Copy every line of the listing exactly.

(Location annotation dataset excerpts)
+ + +

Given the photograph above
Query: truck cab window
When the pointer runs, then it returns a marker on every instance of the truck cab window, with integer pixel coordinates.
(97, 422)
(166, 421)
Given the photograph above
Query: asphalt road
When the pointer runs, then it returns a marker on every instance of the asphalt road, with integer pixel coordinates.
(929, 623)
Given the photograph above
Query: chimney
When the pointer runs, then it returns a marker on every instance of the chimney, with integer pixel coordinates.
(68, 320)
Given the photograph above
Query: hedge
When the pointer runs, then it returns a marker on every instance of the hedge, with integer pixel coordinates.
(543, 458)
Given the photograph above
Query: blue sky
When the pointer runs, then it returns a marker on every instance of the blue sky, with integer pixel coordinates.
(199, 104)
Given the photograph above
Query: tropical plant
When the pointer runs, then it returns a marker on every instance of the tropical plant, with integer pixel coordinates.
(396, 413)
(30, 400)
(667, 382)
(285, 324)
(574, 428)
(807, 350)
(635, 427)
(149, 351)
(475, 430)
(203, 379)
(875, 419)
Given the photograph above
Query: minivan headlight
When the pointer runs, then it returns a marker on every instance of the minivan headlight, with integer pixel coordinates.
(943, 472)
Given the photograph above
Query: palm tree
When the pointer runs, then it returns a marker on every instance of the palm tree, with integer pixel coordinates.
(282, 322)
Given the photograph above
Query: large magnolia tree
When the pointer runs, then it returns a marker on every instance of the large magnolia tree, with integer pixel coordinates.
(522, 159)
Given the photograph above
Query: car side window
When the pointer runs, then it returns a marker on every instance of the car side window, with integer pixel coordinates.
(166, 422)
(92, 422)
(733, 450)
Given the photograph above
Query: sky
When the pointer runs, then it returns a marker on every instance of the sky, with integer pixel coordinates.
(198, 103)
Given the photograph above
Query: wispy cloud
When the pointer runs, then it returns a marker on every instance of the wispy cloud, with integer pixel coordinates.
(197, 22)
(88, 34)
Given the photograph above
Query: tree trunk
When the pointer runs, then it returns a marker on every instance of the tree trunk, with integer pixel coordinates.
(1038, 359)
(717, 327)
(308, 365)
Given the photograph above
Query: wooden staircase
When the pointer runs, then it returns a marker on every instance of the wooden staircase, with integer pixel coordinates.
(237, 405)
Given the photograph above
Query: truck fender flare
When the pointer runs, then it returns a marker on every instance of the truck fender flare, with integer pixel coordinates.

+ + +

**Problem solution:**
Given the photograph above
Query: truck cab window
When the pointer runs, then it returns a marker on every instance of the truck cab window, with integer pixel coordinates.
(97, 422)
(166, 421)
Given the photograph above
Query: asphalt road
When the pointer runs, then it returns a marker on every instance of the asphalt road, with integer pixel coordinates.
(929, 623)
Given the photograph above
Query: chimney
When the pointer runs, then it returns a marker on every instance of the chimney, with integer pixel coordinates.
(68, 320)
Given the photograph above
Query: hedge
When the pointer runs, then it returns a marker on every instance of the hedge, with integer pixel coordinates.
(543, 458)
Given the photograph above
Query: blue sky
When the pointer runs, then it returns a marker on every instance of the blue sky, with integer pixel coordinates.
(199, 104)
Given the photograph above
Query: tropical plant
When the pointer runs, then it returns a marker on every instance of the tropical plant, with integer pixel coordinates.
(396, 413)
(30, 400)
(667, 382)
(285, 324)
(574, 428)
(807, 350)
(635, 427)
(149, 351)
(475, 430)
(203, 379)
(875, 419)
Given the photograph above
Query: minivan headlight
When the pointer runs, then it returns a marker on every instance of the minivan headlight, with integer pixel coordinates.
(943, 472)
Given the photograph above
Query: palm tree
When the pointer runs, then it returns a marker on every instance of the palm tree, with integer pixel coordinates.
(282, 322)
Given the photograph above
Query: large magnolia tree
When the pointer runs, then it returns a marker on every instance of the large magnolia tree, with integer pixel coordinates.
(522, 159)
Given the photograph above
Query: car side window
When the pointer runs, then it returns a marker on every instance of the car side window, with integer pixel coordinates.
(166, 422)
(92, 422)
(733, 450)
Given the photograph above
Query: sky
When the pointer runs, then it returns a marker on every instance of the sky, with integer pixel coordinates.
(198, 103)
Given the photograph above
Query: wispy cloud
When the pointer runs, then it returns a marker on every instance of the wispy cloud, with integer pixel coordinates.
(197, 22)
(88, 34)
Given the photograph above
Query: tree trunk
When the pointer runs, then it returns a marker on every instance of the tree trunk, with integer pixel coordinates.
(1038, 359)
(717, 327)
(308, 365)
Given the photograph above
Query: wooden staircase
When the pointer runs, then it returns a marker on every instance of the wooden staircase, with integer pixel coordinates.
(237, 405)
Given the photograph above
Query: truck fender flare
When the pointer runs, then it returns a marker on every instance of the truck fender flare, with integer pixel coordinates.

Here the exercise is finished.